Segment Open
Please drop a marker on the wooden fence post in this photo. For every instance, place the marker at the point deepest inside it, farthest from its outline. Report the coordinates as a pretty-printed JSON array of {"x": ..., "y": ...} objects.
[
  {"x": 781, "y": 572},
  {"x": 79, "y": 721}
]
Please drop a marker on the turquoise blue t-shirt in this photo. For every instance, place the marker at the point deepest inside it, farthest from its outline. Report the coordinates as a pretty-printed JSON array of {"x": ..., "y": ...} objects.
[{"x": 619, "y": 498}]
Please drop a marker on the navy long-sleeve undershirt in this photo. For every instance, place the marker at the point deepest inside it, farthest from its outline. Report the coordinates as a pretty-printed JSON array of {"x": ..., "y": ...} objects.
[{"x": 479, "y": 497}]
Segment Closed
Aim of the exercise:
Using the listing above, retype each line exactly.

Task solution:
Please drop a marker on the wooden fence post in this photo. For every instance, place the marker at the point deepest inside it, farthest from its outline. Report the coordinates as a pretty-printed JSON array of {"x": ..., "y": ...} objects.
[
  {"x": 781, "y": 572},
  {"x": 79, "y": 721}
]
Please drop a marker on the turquoise blue t-shirt in this photo. For every instance, place the marker at the point deepest inside it, farthest from its outline. Report the coordinates as a pretty-printed JSON array of {"x": ..., "y": ...} objects.
[{"x": 619, "y": 498}]
Please drop a marker on the navy long-sleeve undershirt in this photo. For every instance, place the marker at the point deepest inside it, farthest from its outline. Report the coordinates as a pretty-printed JSON array of {"x": ..., "y": ...} objects.
[{"x": 479, "y": 497}]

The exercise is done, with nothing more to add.